• _STATED GOAL_
Quote verbatim the part of the material that opens with the line containing "Where can the rooftop" and closes with the line containing "column 213, row 100", with both of those lines included.
** Start of INPUT FOR THIS TASK **
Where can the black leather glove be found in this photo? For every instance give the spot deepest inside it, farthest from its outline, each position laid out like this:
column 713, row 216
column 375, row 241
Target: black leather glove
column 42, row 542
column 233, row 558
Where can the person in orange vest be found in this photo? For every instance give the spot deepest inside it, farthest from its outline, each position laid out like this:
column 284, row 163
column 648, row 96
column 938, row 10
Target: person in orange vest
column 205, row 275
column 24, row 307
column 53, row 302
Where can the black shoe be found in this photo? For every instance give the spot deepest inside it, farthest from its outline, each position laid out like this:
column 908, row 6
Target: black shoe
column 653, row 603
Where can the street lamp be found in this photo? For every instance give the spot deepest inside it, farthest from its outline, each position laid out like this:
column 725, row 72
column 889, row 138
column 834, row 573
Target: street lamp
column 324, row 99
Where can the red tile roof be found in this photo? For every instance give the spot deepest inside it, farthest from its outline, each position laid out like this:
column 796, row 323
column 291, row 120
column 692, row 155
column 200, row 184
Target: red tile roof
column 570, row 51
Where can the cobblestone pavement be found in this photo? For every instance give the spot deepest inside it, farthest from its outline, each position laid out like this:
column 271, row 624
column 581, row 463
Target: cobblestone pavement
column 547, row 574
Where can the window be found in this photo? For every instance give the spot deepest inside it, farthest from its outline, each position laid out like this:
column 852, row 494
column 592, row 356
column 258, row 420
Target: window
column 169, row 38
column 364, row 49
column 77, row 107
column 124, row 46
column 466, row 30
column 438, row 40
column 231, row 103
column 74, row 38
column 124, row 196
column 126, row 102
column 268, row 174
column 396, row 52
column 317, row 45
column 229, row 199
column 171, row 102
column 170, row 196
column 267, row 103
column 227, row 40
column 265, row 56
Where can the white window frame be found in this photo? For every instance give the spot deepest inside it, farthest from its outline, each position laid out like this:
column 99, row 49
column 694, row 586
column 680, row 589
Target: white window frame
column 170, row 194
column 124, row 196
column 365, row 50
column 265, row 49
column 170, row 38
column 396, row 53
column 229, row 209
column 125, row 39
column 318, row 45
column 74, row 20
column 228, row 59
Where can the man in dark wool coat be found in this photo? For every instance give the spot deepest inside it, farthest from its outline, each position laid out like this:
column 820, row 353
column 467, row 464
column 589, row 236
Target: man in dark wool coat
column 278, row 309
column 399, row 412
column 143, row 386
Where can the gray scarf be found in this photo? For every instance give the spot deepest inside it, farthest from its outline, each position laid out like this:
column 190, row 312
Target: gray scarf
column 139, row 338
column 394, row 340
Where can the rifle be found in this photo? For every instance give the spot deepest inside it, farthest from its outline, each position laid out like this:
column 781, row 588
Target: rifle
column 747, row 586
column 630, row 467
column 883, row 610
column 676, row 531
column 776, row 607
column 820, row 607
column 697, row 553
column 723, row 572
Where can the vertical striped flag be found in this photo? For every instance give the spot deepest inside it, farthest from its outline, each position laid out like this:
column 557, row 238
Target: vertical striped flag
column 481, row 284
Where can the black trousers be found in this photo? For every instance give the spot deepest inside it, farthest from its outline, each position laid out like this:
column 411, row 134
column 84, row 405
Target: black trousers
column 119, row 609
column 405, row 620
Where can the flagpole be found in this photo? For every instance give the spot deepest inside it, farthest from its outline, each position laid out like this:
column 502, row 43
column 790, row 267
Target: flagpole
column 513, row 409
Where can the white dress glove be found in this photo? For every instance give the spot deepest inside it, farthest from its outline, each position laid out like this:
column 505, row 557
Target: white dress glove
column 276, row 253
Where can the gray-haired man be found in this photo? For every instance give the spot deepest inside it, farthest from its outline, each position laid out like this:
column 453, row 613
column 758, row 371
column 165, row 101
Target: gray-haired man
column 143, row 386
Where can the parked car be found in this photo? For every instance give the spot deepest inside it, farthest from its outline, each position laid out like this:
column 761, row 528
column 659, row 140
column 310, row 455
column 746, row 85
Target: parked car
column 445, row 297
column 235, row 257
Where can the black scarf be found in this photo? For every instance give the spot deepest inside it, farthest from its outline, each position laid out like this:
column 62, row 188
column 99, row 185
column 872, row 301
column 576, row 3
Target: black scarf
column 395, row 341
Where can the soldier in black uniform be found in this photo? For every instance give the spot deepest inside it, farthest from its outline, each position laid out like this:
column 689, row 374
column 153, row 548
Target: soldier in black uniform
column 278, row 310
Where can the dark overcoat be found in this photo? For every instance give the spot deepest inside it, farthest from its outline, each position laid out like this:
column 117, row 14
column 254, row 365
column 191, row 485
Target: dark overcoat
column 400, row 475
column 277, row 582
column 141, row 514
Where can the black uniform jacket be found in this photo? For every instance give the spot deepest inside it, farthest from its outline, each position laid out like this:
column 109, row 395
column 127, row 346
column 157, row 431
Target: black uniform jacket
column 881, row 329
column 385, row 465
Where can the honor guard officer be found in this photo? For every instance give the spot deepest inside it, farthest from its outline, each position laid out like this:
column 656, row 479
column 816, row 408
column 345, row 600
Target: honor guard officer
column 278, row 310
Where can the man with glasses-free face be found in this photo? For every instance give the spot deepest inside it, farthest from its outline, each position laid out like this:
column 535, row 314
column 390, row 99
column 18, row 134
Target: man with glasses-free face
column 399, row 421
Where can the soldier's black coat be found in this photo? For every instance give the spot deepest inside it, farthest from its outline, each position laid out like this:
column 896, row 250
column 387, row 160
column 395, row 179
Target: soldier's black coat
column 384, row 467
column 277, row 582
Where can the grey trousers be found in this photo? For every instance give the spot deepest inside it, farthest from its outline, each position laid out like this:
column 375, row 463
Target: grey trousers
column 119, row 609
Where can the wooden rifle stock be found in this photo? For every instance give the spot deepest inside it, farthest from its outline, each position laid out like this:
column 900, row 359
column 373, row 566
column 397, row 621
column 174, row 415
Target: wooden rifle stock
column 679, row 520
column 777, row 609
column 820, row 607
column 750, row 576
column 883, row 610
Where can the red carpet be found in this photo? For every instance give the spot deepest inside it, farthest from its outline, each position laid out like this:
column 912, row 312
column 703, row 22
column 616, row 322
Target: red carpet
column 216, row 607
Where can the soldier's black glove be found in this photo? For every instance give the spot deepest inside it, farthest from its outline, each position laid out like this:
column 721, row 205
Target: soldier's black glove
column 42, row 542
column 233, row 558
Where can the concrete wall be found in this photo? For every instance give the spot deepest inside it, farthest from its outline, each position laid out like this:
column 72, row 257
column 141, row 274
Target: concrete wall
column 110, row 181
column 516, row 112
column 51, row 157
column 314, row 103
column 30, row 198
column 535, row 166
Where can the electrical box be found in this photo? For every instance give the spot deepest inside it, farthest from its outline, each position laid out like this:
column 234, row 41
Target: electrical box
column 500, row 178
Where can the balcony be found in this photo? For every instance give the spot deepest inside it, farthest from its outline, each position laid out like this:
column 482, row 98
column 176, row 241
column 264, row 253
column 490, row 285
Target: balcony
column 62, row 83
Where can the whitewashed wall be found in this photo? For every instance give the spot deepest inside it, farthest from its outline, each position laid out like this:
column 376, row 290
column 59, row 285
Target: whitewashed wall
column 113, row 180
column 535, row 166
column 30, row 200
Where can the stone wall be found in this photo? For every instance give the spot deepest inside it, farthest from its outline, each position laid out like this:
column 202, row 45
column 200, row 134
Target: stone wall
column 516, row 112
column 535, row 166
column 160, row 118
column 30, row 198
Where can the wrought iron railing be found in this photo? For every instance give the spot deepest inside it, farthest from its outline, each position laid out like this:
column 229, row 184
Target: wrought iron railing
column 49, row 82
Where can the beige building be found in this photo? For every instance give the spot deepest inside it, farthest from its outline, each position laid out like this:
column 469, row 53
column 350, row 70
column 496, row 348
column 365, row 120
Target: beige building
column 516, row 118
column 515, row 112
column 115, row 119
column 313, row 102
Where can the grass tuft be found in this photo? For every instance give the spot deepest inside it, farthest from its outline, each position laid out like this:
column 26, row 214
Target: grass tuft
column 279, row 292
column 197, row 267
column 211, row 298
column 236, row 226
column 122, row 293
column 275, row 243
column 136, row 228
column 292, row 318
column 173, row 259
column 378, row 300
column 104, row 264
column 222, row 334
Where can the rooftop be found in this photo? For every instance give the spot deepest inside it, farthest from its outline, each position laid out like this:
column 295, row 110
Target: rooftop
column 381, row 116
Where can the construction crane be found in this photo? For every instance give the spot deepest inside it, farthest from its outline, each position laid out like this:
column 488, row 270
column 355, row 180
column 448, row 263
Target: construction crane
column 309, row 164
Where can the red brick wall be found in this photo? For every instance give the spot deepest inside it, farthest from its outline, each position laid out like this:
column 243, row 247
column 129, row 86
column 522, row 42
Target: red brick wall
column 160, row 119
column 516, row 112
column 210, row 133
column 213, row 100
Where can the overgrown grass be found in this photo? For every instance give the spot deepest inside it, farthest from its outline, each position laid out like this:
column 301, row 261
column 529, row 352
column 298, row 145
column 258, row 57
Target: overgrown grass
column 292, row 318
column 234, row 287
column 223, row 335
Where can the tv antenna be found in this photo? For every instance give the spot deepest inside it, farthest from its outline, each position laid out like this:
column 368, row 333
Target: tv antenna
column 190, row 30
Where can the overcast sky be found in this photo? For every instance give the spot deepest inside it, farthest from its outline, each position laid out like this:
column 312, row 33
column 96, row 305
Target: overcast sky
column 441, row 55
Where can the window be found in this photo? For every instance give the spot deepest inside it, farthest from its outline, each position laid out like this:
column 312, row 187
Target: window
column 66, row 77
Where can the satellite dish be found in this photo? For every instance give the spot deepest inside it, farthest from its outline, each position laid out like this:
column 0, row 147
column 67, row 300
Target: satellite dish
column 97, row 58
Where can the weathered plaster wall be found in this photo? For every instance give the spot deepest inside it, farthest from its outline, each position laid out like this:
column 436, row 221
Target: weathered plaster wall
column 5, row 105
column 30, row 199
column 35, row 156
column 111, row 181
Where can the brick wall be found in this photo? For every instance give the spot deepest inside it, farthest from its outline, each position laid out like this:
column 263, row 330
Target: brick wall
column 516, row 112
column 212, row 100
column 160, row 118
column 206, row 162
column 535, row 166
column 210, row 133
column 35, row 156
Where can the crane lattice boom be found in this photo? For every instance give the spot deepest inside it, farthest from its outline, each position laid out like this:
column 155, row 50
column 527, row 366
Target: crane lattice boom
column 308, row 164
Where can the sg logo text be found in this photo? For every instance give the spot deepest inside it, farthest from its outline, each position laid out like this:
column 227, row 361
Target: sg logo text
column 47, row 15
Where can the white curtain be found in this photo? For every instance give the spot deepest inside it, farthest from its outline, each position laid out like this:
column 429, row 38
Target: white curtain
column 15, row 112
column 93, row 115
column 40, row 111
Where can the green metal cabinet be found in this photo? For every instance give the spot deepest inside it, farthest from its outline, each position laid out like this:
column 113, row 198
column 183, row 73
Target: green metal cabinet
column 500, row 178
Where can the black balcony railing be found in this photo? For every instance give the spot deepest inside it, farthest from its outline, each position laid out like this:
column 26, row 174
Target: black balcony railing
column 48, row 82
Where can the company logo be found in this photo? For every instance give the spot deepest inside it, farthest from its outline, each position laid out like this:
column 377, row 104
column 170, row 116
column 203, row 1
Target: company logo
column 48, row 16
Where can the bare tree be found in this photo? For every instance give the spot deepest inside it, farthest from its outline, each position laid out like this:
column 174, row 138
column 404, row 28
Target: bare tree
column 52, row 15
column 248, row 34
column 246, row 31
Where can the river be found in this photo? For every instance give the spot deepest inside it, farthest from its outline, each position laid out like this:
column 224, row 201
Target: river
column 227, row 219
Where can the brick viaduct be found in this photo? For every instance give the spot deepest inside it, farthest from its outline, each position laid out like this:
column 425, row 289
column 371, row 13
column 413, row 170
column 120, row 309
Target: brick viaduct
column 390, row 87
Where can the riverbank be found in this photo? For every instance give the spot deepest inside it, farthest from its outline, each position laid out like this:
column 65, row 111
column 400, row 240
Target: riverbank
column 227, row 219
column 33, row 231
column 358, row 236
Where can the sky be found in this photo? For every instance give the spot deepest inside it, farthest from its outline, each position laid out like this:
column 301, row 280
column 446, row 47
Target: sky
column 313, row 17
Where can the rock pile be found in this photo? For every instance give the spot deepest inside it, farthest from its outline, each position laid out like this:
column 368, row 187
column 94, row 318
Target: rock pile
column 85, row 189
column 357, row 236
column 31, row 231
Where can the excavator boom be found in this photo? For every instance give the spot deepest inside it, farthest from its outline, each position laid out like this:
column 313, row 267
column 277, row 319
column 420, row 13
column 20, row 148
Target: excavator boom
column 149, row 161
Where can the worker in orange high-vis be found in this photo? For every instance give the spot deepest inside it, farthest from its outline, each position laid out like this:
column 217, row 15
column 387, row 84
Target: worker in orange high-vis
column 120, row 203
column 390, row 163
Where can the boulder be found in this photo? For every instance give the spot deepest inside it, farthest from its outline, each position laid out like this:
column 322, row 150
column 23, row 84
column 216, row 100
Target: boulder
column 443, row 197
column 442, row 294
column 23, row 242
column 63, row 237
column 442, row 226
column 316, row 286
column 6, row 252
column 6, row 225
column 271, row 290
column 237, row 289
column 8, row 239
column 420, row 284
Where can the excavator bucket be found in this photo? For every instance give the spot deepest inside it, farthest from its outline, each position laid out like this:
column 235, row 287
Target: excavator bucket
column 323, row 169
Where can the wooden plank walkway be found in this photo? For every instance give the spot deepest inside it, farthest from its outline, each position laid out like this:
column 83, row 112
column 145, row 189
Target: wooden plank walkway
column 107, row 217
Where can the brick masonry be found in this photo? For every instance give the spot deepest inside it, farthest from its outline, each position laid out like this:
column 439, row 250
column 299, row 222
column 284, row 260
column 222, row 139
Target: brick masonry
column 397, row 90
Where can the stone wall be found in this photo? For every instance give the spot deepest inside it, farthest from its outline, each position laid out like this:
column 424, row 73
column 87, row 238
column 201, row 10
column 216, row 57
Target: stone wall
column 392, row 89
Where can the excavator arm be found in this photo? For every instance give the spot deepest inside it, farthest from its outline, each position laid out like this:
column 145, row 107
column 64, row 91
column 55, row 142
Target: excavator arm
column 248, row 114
** End of INPUT FOR THIS TASK **
• _ANSWER FOR THE TASK_
Where can the rooftop be found in this photo? For every instance give the spot deepest inside it, farthest from its outline, each position laid out like this:
column 295, row 110
Target: rooftop
column 381, row 116
Where can the construction crane be found in this photo? For every instance give the spot deepest inside it, farthest from its outline, each position laid out like this:
column 488, row 270
column 355, row 180
column 448, row 263
Target: construction crane
column 309, row 164
Where can the red brick wall be found in this photo? For every instance give the spot deepest inside it, farthest from its outline, each position laid out like this:
column 243, row 247
column 129, row 86
column 522, row 42
Target: red brick wall
column 160, row 119
column 516, row 112
column 210, row 133
column 213, row 100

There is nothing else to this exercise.